Exercise instructions:
(A) Reproduce the passage of the article on the Great Oxidation Event starting with "Missouri S&T’s Dr." and going on through "how it occurred.".
(B) Transcribe every line of the rows word for word, and leave the pictures out of your answer.

Extract to read:
Missouri S&T’s Dr. Marek Locmelis (left) with students Kaylin Tunnell (right) and Bolorchimeg Nanzad (middle) at the Helios scanning electron microscope. Photo by Tom Wagner/Missouri S&T

Approximately 2.4 billion years ago, the Great Oxidation Event, which dramatically increased the oxygen content in Earth’s atmosphere, paved the way for the rise of all lifeforms that use oxygen to break down nutrients for energy. While scientists agree about when the event happened, they are less certain about exactly how it occurred.

Now, however, researchers at Missouri S&T say they’ve discovered a possible trigger for the Great Oxidation Event and the arrival of plants and animals on Earth.

An assistant professor of geosciences and geological and petroleum engineering at Missouri S&T, Dr. Marek Locmelis’ geological research investigates the processes that occur in Earth’s interior. Part of his research examines if and how oxygen bound in minerals and magmas in the interiors of planets can affect the composition of oceans and atmospheres and contribute to whether a planet is habitable.

“Without the Great Oxidation Event, there would be no plant and animal life on Earth or at least no life on Earth as we know it – including us,” says Locmelis. “We provided really solid evidence that Archean mantle oxidation contributed to it, which was something that was ruled out for the past 20 or 30 years.”

In a paper for the August issue of American Mineralogist, Locmelis describes how he used a technique known as laser ablation inductively coupled plasma mass spectrometry (LA-ICP-MS) analysis to study minerals that contain clues on how Earth’s interior changed over time. This technique enables much more sensitive isotopic and elemental analysis of solid samples than earlier methods.

Locmelis studied samples of the mineral olivine in igneous rocks called komatiites. These rocks were derived from Earth’s mantle during the Archean Eon – a geologic time period of Earth’s history from 4 billion to 2.5 billion years ago. In collaboration with researchers at the University of Maryland, The University of Western Australia and Royal Holloway, University of London, Locmelis gathered samples of komatiites from the Kaapvaal and Zimbabwe Cratons in southern Africa, the Yilgarn Craton in Australia, and the Superior Craton in Canada. A craton is an old, stable part of the Earth’s topmost layers – the crust and upper mantle. The samples range from 2.7 billion to 3.5 billion years old.

“Because they’re so old, and they came from deep in the Earth, they allow us a unique window into what the interior of our planet looked like more than 2.7 billion years ago,” says Locmelis.

The researchers compared the trace element chemistry of olivine from komatiites that are 3.5 billion to 3.3 billion years old to ones that formed more recently – about 2.7 billion years ago. Locmelis focused on redox-sensitive element rations, such as vanadium to scandium, which can be used to investigate redox conditions of magmas. Redox — or reduction-oxidation reaction – is a type of chemical reaction in which the oxidation states of atoms are changed. Reduction and oxidation reactions play an important part in the evolution of planetary atmospheres. Increased levels of oxygen – an oxidizing atmosphere – may have enabled the evolution of aerobic respiration, allowing today’s plant and animal life to evolve and thrive.

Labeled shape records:

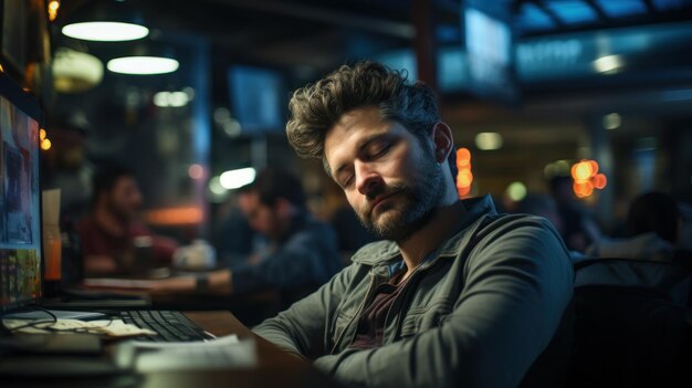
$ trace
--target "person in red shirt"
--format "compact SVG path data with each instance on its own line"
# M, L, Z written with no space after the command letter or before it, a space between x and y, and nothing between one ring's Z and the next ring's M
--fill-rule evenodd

The responses:
(A)
Missouri S&T’s Dr. Marek Locmelis (left) with students Kaylin Tunnell (right) and Bolorchimeg Nanzad (middle) at the Helios scanning electron microscope. Photo by Tom Wagner/Missouri S&T

Approximately 2.4 billion years ago, the Great Oxidation Event, which dramatically increased the oxygen content in Earth’s atmosphere, paved the way for the rise of all lifeforms that use oxygen to break down nutrients for energy. While scientists agree about when the event happened, they are less certain about exactly how it occurred.

(B)
$ trace
--target "person in red shirt"
--format "compact SVG path data with each instance on its own line"
# M, L, Z written with no space after the command letter or before it, a space between x and y, and nothing between one ring's Z and the next ring's M
--fill-rule evenodd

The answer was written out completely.